§ **Exercise brief**
Copy the records below word for word, from the line with "Locate every woman's hair" to the line with "644;335;673;371", including both of those lines.

§ **Record set**
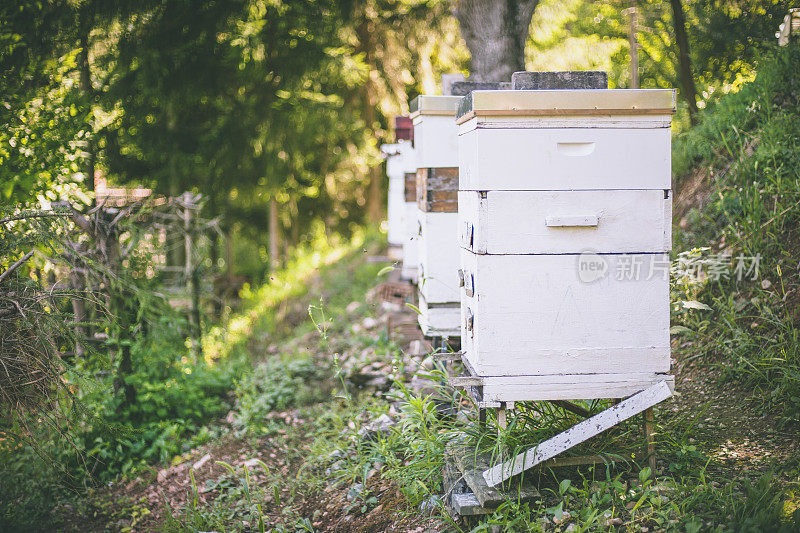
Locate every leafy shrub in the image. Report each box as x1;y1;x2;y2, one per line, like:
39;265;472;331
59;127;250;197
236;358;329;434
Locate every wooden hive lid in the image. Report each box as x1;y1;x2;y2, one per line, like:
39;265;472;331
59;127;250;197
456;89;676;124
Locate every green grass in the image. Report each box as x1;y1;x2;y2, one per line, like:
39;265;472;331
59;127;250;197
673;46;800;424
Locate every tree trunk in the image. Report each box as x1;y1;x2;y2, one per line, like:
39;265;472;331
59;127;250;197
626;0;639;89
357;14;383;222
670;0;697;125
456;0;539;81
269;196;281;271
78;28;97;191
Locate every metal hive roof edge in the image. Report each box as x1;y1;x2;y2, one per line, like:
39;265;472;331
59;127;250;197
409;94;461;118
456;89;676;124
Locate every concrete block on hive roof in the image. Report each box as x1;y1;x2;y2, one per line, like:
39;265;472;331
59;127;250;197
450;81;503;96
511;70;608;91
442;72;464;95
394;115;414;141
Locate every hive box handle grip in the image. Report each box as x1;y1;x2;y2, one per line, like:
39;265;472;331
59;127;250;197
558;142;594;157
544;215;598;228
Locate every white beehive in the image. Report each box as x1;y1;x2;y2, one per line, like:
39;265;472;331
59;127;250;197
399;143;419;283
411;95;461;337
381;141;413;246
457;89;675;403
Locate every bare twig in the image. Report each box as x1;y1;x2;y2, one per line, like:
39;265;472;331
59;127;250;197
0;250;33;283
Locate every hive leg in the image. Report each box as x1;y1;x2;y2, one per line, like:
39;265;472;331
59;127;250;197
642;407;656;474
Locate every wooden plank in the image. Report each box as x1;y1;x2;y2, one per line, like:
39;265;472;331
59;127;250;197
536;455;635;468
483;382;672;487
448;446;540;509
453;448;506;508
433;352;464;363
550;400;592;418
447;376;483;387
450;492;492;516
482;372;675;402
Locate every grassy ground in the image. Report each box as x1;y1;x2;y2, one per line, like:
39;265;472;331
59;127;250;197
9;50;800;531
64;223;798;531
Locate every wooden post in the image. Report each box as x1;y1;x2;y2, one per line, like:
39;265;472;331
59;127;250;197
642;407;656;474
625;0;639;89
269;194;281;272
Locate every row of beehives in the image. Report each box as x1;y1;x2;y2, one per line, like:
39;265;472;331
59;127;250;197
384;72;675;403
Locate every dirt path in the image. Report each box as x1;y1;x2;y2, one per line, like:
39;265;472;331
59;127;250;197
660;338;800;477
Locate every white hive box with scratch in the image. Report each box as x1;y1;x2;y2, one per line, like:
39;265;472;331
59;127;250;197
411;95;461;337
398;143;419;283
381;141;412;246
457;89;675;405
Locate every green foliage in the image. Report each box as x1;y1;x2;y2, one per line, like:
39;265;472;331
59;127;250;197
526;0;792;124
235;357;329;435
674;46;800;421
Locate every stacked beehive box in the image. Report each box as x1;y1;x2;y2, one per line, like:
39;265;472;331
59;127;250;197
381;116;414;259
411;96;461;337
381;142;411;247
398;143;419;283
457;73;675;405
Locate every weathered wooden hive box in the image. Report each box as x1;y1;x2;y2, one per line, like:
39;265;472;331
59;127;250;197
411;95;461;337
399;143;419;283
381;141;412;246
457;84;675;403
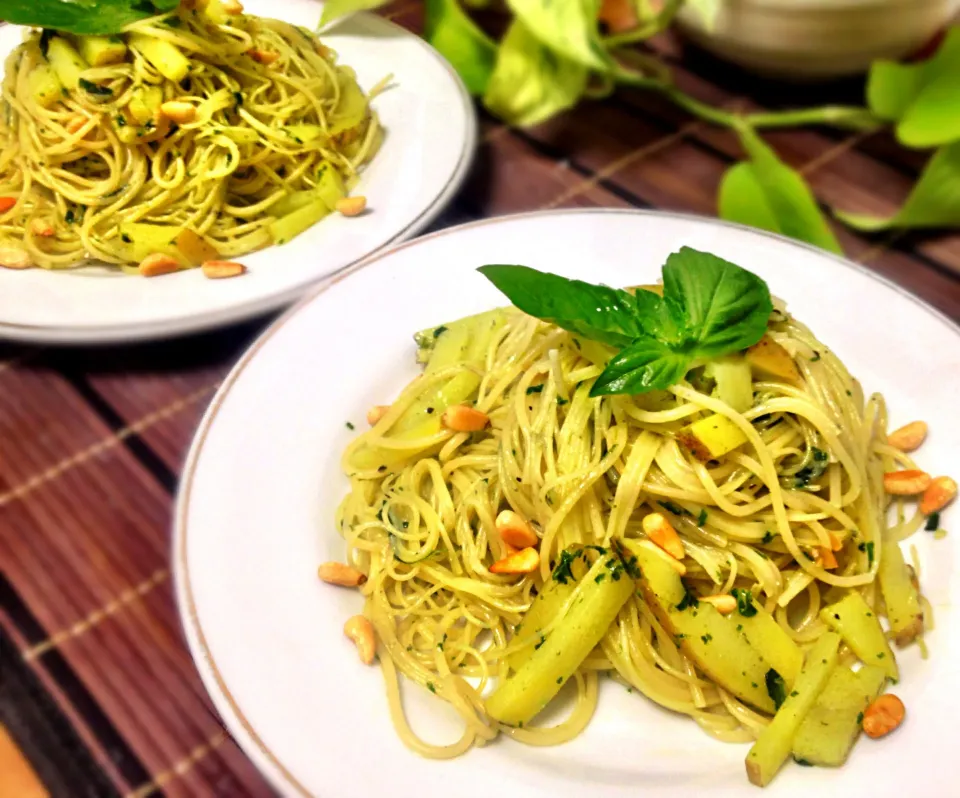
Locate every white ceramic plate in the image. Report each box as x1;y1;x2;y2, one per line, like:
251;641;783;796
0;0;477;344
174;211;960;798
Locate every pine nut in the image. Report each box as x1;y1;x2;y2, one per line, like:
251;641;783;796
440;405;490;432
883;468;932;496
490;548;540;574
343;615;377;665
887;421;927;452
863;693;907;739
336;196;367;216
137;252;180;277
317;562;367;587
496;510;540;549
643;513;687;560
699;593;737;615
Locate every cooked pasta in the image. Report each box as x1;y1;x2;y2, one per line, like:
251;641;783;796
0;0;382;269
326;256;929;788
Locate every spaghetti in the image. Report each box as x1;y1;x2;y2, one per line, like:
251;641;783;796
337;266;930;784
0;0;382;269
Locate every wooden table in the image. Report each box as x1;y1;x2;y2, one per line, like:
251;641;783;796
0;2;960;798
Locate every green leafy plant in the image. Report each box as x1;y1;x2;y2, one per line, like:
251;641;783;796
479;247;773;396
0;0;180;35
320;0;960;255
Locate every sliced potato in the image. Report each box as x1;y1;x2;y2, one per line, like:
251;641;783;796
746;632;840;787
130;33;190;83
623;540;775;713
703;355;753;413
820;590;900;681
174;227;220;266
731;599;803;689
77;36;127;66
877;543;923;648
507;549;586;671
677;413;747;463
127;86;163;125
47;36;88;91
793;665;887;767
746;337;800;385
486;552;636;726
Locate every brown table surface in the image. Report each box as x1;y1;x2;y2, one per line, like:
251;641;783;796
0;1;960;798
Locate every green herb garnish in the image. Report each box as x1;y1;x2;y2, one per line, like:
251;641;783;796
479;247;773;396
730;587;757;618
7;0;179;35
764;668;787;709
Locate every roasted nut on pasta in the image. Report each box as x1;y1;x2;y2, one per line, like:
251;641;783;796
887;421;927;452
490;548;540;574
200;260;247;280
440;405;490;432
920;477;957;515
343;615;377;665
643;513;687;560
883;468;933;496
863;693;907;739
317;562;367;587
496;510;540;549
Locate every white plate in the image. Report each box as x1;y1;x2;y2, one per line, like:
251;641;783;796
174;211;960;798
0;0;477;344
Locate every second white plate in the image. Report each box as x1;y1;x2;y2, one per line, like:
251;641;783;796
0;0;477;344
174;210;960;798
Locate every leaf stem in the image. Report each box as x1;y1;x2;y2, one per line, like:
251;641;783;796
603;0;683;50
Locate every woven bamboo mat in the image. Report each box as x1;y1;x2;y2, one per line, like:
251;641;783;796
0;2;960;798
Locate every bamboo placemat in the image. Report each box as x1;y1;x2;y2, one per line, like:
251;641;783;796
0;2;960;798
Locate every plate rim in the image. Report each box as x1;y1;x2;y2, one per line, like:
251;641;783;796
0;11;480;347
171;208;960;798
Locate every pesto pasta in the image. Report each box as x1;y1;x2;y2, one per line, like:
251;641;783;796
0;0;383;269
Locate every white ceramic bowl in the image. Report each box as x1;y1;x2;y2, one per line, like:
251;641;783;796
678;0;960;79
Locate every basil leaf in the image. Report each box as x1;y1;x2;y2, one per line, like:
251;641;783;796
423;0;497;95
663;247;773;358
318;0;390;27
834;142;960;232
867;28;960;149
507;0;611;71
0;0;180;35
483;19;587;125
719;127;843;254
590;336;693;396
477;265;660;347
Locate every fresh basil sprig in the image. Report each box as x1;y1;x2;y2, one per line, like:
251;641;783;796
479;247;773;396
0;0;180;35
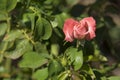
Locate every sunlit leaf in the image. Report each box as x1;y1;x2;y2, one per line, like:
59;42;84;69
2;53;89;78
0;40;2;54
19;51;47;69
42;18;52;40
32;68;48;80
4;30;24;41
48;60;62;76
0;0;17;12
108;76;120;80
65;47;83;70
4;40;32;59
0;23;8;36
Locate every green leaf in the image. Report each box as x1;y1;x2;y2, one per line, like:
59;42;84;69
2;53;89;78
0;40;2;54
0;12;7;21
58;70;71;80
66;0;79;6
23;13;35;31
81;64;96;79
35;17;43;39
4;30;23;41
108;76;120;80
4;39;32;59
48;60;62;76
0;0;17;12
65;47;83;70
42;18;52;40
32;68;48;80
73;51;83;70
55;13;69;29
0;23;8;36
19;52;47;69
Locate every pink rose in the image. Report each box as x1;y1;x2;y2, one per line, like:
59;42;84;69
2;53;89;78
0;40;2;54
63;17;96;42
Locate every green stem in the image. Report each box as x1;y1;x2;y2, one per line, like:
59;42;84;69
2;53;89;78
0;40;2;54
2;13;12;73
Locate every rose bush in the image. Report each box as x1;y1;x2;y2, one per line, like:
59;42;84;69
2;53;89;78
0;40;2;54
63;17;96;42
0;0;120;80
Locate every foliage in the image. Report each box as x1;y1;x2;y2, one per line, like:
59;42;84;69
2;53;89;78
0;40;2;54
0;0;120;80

* * *

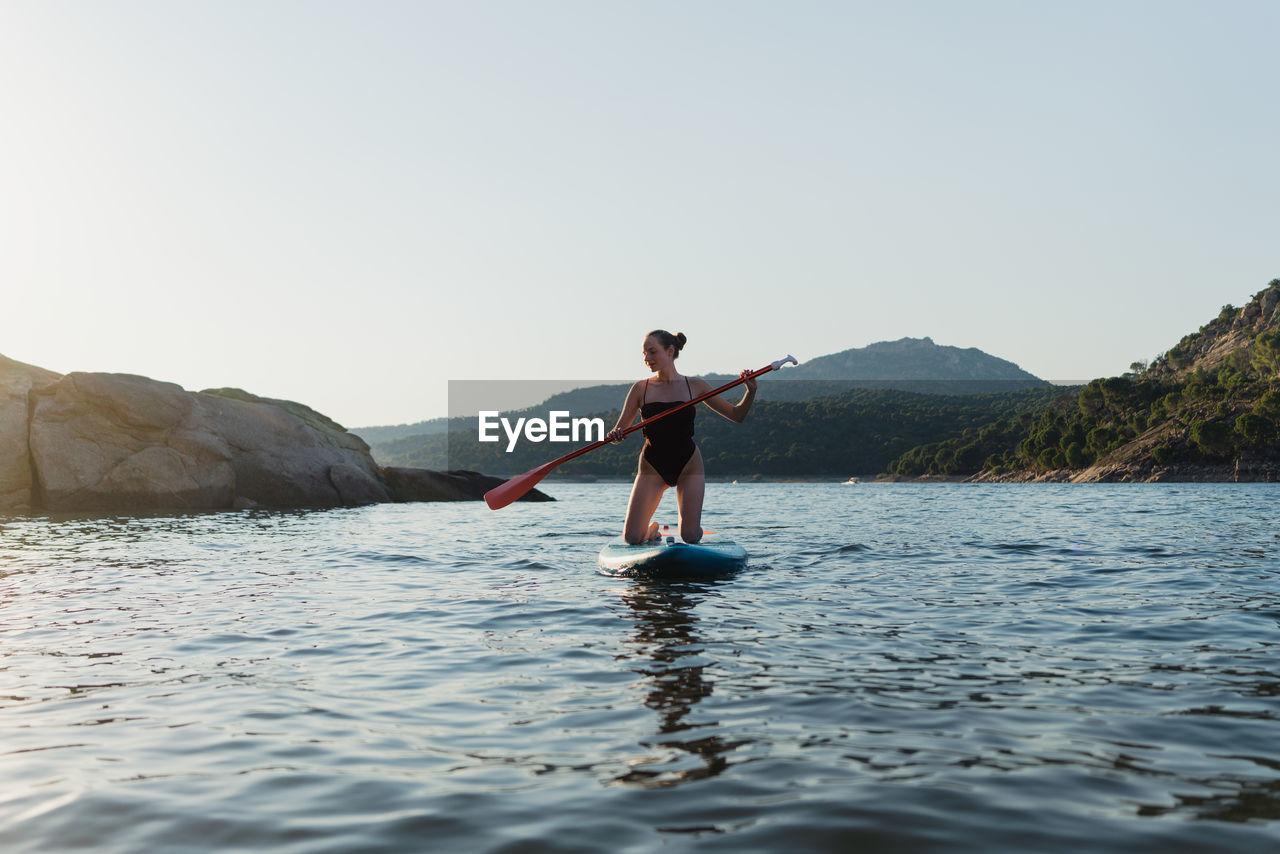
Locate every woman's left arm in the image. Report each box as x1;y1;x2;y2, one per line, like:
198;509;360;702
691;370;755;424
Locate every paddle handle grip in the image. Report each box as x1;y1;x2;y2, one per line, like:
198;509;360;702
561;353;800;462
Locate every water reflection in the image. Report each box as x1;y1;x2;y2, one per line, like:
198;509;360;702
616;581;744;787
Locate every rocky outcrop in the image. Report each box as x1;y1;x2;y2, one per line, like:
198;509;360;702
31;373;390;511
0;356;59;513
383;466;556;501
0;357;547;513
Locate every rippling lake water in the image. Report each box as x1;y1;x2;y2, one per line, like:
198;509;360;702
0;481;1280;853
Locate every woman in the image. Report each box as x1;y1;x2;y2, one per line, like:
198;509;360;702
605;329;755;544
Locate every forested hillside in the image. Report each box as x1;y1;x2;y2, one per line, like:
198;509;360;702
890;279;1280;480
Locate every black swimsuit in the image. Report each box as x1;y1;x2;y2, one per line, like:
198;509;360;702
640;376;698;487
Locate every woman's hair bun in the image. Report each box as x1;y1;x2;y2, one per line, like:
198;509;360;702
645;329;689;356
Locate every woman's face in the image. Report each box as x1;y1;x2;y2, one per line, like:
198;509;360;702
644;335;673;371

§ **Answer to this task**
Locate every woman's hair bun in the image. Report each box as x1;y1;x2;y2, one per line, like:
198;509;360;702
645;329;689;356
Locate every woman's face in the image. Report each box as x1;y1;x2;y2, one per line, like:
198;509;360;702
644;335;673;371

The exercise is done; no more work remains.